● **EXERCISE TASK**:
Write out the stretch from the line containing "Can you find the squirrel's front" through the line containing "<point>57,218</point>", substituting "bird feeder" for every "wooden feeder" and leaving everything else as it is.

● **SUPPLIED INFORMATION**:
-- Begin --
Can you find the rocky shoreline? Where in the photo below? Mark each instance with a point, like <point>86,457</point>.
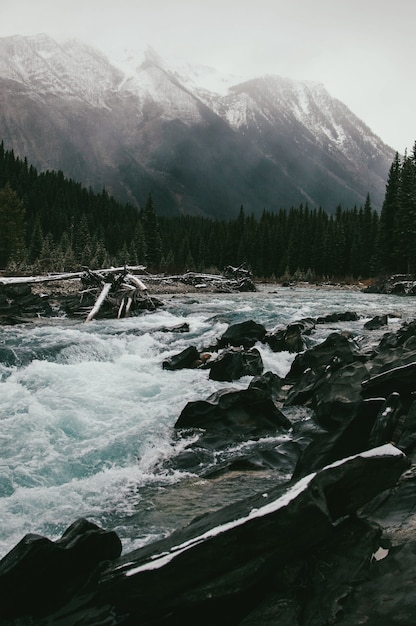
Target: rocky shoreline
<point>333,544</point>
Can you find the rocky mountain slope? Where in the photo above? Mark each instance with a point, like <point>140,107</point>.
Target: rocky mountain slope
<point>266,143</point>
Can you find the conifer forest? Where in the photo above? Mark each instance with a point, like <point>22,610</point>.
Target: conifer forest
<point>51,223</point>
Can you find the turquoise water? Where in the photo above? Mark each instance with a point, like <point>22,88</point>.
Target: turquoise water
<point>87,412</point>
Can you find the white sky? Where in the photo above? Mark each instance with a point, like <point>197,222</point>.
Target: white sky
<point>363,51</point>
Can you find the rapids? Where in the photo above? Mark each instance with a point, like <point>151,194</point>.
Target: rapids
<point>87,412</point>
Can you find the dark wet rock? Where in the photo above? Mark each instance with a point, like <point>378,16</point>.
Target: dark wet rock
<point>331,318</point>
<point>337,395</point>
<point>285,553</point>
<point>233,363</point>
<point>378,321</point>
<point>18,303</point>
<point>244,334</point>
<point>247,411</point>
<point>188,358</point>
<point>179,328</point>
<point>400,379</point>
<point>290,338</point>
<point>386,423</point>
<point>351,437</point>
<point>336,351</point>
<point>399,284</point>
<point>268,385</point>
<point>39,574</point>
<point>405,434</point>
<point>400,338</point>
<point>315,368</point>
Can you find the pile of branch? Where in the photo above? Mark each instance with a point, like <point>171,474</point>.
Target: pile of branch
<point>117,293</point>
<point>232,279</point>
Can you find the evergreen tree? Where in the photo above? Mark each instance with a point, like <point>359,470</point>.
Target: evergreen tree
<point>12,226</point>
<point>386,243</point>
<point>405,230</point>
<point>151,233</point>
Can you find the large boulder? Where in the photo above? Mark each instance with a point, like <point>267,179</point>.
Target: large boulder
<point>230,561</point>
<point>289,338</point>
<point>244,334</point>
<point>188,358</point>
<point>39,574</point>
<point>233,363</point>
<point>245,412</point>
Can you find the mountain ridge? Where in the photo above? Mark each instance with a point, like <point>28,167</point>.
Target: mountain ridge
<point>265,143</point>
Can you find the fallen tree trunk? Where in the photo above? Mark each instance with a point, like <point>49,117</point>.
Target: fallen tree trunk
<point>104,293</point>
<point>16,280</point>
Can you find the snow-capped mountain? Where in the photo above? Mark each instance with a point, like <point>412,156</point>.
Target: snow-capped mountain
<point>200,141</point>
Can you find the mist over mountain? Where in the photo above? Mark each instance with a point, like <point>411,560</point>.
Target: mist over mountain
<point>199,143</point>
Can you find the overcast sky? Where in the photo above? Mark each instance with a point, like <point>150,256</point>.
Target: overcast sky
<point>363,51</point>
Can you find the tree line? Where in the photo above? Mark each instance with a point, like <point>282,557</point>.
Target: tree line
<point>51,223</point>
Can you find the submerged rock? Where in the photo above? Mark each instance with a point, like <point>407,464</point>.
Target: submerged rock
<point>234,363</point>
<point>242,560</point>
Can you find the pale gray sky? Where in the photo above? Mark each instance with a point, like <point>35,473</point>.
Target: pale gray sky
<point>363,51</point>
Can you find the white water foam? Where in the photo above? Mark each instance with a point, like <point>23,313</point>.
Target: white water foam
<point>87,412</point>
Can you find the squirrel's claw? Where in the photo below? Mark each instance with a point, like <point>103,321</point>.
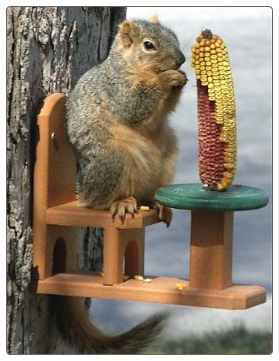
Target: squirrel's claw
<point>121,207</point>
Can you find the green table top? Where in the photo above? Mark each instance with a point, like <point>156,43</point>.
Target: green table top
<point>195,196</point>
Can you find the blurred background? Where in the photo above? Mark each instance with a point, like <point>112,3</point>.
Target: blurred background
<point>247,32</point>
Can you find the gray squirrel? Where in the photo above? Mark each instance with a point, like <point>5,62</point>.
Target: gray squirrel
<point>117,123</point>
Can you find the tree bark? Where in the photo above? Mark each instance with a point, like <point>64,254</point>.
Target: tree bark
<point>48,49</point>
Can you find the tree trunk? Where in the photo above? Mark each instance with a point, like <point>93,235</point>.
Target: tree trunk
<point>49,48</point>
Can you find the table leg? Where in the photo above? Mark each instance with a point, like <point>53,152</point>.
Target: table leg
<point>211,249</point>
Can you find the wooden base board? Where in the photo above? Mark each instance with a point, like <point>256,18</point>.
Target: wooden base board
<point>160,290</point>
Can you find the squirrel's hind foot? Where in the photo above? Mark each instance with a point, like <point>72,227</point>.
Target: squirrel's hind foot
<point>123,206</point>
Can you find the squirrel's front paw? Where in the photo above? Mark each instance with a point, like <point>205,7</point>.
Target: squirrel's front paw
<point>174,79</point>
<point>121,207</point>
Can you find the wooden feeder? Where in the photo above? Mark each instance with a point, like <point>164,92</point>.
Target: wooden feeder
<point>57,218</point>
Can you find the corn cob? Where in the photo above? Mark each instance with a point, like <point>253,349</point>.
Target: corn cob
<point>216,111</point>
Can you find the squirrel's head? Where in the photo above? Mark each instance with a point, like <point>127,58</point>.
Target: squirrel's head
<point>148,45</point>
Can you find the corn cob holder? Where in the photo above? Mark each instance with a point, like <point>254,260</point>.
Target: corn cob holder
<point>213,202</point>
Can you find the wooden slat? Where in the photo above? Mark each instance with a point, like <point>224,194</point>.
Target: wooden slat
<point>160,290</point>
<point>69,214</point>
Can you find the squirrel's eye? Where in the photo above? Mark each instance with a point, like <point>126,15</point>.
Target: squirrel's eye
<point>148,45</point>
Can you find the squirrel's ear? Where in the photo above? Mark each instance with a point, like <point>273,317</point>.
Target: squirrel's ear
<point>128,31</point>
<point>154,19</point>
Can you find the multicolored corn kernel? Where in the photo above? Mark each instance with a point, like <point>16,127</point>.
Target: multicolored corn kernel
<point>216,111</point>
<point>180,286</point>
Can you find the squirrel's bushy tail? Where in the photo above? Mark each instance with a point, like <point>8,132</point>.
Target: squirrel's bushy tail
<point>75,327</point>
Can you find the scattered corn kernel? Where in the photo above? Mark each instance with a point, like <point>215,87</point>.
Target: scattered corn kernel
<point>144,208</point>
<point>180,286</point>
<point>141,278</point>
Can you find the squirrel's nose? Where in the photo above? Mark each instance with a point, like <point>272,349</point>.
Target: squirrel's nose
<point>180,59</point>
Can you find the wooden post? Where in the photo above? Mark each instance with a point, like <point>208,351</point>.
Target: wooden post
<point>116,242</point>
<point>211,249</point>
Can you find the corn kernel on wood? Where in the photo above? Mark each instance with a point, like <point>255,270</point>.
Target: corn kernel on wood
<point>216,111</point>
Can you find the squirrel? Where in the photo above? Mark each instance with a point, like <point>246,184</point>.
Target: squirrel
<point>117,123</point>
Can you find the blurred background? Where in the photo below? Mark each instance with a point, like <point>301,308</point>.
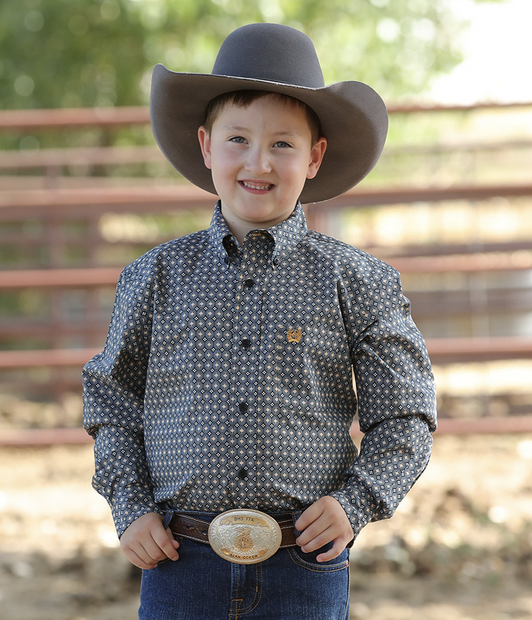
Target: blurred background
<point>84,191</point>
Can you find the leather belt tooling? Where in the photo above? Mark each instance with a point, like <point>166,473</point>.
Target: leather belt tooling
<point>239,536</point>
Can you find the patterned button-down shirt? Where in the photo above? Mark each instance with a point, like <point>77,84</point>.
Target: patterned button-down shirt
<point>227,379</point>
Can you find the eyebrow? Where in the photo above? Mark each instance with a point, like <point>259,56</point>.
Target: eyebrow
<point>286,132</point>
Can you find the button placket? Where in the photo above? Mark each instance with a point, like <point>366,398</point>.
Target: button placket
<point>247,340</point>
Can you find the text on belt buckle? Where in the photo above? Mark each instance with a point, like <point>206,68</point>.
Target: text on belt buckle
<point>244,536</point>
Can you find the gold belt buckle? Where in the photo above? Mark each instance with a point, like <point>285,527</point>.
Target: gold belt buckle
<point>244,536</point>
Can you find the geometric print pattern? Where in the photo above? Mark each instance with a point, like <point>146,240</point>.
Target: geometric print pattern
<point>231,376</point>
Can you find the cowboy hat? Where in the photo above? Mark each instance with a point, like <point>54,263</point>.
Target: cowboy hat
<point>279,59</point>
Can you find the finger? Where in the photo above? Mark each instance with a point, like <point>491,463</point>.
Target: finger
<point>166,544</point>
<point>322,539</point>
<point>308,517</point>
<point>137,561</point>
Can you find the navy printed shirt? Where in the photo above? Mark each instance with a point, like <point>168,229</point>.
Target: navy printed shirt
<point>227,379</point>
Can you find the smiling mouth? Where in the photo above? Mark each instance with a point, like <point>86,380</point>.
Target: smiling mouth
<point>262,187</point>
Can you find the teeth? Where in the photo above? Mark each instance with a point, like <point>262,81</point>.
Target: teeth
<point>256,185</point>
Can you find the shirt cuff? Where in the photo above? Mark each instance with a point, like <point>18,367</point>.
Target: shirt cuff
<point>357,518</point>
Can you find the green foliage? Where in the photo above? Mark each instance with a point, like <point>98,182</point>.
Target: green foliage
<point>70,53</point>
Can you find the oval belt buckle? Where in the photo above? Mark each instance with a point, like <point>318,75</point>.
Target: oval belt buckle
<point>244,536</point>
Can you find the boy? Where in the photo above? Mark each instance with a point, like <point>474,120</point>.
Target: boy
<point>222,403</point>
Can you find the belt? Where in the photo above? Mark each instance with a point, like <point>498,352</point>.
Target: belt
<point>245,526</point>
-- End --
● **SOLUTION FOR THIS PROBLEM**:
Can you find the squirrel's front paw? Where in the photo above? Mark each instance with a point, like <point>205,7</point>.
Target: squirrel's front paw
<point>174,79</point>
<point>121,207</point>
Can you find the bird feeder? Where in the photo above? Mark each instance with a point, like <point>164,92</point>.
Target: bird feeder
<point>57,218</point>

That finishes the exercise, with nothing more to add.